Request:
Please report how many lines of the material below contain the word "tray", giving only the number.

====

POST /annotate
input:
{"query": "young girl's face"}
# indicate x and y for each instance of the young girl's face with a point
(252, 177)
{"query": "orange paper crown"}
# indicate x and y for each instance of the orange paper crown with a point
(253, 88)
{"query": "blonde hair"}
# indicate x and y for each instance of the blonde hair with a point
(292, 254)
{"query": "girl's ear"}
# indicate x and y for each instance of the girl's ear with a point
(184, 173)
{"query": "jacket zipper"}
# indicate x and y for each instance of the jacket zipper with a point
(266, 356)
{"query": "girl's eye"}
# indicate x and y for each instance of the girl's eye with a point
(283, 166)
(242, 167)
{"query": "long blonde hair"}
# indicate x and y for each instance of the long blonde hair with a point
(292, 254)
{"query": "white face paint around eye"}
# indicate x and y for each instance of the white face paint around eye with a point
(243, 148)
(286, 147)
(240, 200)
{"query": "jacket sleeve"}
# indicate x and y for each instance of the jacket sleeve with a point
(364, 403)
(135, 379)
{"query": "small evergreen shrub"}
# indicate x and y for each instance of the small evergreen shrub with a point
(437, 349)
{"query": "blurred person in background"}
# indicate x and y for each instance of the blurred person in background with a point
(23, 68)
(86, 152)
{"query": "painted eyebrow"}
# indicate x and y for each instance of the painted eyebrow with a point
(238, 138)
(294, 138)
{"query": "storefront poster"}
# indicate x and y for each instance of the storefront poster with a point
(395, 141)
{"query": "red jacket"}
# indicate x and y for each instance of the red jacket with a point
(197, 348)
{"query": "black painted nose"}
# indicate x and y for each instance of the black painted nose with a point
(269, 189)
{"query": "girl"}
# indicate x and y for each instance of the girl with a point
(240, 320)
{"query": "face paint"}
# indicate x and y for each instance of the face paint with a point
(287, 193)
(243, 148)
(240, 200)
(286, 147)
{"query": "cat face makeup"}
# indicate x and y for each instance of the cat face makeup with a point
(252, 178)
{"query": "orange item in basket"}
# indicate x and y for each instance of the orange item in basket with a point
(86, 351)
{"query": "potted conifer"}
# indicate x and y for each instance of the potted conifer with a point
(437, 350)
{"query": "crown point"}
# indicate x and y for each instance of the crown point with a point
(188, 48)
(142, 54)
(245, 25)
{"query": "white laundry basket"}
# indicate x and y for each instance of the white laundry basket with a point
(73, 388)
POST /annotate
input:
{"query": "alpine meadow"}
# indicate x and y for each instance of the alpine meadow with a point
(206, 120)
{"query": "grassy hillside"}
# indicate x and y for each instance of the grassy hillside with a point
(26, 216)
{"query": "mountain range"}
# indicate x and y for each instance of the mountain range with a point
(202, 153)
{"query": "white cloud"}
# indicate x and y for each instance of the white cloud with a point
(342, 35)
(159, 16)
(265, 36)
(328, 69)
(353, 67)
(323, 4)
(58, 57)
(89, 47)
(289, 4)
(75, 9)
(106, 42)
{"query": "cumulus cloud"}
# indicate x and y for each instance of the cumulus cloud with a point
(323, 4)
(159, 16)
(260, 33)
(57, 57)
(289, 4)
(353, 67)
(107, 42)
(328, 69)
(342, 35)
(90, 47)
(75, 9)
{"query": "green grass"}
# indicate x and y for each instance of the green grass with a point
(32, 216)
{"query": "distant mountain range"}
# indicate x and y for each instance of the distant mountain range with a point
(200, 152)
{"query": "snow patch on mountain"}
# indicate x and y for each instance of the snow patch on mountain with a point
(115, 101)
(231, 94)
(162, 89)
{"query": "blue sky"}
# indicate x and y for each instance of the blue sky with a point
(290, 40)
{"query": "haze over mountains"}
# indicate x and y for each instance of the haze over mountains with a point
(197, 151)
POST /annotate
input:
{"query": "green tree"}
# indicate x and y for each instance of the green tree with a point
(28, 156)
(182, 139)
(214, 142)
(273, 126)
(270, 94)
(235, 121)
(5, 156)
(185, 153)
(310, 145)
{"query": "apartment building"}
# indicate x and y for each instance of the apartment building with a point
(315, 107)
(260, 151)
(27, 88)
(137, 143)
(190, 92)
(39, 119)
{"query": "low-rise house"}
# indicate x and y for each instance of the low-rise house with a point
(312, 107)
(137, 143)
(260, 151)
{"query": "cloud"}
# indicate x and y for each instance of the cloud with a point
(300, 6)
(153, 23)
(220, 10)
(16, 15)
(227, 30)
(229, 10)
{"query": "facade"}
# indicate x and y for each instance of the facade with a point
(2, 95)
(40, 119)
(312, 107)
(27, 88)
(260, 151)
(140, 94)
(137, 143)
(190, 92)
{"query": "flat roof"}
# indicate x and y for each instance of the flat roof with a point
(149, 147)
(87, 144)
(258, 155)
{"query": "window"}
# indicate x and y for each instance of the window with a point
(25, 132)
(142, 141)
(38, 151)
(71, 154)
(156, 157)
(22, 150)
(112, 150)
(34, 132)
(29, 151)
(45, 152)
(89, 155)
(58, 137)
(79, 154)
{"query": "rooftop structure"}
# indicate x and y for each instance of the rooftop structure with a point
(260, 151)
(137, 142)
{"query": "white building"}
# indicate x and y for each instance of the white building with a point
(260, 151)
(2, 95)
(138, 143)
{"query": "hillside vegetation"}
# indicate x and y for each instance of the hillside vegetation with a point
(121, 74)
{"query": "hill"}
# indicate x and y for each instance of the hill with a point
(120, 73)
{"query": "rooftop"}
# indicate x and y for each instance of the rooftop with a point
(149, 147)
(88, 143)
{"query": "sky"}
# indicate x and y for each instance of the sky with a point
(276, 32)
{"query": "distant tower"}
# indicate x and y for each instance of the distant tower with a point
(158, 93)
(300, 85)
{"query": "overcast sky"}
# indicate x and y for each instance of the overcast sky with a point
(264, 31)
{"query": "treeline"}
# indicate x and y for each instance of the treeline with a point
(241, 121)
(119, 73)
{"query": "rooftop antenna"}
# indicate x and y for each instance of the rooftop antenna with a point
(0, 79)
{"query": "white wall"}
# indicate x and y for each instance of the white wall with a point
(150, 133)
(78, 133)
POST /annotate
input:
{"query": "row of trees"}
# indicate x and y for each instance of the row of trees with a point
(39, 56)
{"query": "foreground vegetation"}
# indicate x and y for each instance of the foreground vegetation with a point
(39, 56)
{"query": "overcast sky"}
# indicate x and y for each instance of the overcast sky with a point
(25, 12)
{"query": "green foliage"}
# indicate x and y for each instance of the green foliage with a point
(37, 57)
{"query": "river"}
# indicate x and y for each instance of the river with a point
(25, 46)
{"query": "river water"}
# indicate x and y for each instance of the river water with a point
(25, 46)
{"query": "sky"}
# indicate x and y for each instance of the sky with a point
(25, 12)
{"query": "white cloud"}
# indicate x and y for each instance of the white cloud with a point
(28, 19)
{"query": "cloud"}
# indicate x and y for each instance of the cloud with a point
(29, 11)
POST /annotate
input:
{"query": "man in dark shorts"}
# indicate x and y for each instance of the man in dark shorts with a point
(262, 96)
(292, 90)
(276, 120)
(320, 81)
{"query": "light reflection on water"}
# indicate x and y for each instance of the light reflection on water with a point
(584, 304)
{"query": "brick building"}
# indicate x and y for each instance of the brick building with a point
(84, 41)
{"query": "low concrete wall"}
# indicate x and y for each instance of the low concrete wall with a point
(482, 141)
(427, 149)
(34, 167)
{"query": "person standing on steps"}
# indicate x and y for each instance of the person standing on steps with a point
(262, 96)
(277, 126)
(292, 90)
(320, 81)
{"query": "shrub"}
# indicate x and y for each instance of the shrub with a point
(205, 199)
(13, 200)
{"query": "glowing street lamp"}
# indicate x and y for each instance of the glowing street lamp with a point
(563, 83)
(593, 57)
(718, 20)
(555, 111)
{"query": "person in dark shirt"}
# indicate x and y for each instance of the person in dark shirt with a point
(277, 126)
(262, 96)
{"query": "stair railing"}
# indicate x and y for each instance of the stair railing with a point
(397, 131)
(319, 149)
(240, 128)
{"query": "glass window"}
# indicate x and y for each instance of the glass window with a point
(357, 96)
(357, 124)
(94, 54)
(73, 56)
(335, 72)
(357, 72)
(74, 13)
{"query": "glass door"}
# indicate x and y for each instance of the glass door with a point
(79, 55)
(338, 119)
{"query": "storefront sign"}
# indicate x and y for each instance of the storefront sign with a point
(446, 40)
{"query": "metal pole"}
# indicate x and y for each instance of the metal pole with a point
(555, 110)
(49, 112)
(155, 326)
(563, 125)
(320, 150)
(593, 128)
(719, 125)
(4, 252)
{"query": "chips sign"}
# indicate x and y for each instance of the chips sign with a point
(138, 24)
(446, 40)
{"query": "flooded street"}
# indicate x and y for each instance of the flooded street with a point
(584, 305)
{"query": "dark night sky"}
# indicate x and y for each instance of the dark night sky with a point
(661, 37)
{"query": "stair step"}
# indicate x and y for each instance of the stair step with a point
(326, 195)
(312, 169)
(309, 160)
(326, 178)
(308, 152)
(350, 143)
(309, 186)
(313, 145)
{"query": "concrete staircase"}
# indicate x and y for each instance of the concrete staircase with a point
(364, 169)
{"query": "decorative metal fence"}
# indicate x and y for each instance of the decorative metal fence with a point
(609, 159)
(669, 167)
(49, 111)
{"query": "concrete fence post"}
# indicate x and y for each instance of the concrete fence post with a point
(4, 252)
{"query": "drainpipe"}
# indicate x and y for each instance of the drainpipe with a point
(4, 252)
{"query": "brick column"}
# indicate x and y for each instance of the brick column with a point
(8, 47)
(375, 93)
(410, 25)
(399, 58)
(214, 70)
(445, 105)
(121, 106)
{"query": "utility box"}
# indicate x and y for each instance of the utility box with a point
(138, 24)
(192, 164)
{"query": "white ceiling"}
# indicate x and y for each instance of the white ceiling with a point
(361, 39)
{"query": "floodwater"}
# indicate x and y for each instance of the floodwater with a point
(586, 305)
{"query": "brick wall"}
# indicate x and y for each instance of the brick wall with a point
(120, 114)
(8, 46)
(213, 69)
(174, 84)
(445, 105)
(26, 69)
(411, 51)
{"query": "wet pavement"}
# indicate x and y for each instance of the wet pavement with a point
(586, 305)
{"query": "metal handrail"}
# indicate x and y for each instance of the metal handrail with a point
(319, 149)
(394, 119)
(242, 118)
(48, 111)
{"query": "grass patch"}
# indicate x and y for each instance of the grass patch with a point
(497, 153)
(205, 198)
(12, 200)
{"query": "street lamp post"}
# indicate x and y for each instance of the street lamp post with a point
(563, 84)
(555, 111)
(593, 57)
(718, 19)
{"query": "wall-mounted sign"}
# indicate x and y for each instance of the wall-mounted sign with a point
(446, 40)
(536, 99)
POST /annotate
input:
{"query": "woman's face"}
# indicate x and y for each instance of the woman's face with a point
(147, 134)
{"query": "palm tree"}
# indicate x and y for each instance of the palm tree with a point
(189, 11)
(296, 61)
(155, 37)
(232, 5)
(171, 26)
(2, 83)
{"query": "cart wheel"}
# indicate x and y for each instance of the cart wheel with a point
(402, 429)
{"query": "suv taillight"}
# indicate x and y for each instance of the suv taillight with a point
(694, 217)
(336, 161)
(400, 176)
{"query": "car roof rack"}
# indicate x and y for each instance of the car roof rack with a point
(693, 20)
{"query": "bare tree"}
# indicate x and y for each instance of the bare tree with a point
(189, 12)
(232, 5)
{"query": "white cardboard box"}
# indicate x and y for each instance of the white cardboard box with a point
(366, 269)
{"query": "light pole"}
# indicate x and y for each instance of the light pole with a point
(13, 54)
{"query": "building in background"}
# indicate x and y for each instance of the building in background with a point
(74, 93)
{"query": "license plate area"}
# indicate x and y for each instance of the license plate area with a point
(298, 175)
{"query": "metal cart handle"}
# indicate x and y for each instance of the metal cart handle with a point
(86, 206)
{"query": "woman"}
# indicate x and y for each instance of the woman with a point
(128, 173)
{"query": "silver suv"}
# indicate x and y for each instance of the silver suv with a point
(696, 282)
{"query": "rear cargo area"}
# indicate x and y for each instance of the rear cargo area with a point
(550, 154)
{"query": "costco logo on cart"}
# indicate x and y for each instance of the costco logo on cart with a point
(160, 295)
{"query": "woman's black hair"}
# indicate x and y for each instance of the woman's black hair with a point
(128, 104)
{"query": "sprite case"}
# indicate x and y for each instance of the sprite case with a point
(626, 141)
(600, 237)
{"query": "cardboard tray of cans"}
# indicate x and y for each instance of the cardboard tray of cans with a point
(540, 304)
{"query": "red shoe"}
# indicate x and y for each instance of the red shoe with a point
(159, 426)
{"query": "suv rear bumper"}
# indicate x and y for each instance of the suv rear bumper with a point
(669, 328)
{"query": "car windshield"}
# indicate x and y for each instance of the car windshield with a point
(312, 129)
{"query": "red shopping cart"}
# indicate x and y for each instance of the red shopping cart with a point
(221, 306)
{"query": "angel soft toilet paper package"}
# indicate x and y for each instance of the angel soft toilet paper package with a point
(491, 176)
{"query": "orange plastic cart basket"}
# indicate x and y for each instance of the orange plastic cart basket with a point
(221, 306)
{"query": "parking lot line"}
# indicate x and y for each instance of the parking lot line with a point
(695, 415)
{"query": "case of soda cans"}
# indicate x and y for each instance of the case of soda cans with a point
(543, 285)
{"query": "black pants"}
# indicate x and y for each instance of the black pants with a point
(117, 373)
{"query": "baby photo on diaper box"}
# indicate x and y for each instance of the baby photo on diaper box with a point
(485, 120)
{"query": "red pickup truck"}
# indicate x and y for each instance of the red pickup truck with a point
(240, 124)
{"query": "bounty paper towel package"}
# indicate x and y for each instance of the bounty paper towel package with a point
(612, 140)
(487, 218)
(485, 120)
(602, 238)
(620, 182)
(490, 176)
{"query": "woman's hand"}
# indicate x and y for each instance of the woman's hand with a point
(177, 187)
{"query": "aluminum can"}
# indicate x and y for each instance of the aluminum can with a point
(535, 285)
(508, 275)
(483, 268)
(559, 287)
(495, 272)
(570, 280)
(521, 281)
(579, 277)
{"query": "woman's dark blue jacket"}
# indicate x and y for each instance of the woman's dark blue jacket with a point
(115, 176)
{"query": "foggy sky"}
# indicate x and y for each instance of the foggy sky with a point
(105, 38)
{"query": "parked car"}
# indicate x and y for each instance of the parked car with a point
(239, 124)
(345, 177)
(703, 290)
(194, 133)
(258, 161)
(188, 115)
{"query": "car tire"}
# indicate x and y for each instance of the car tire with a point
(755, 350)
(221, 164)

====

Reply:
2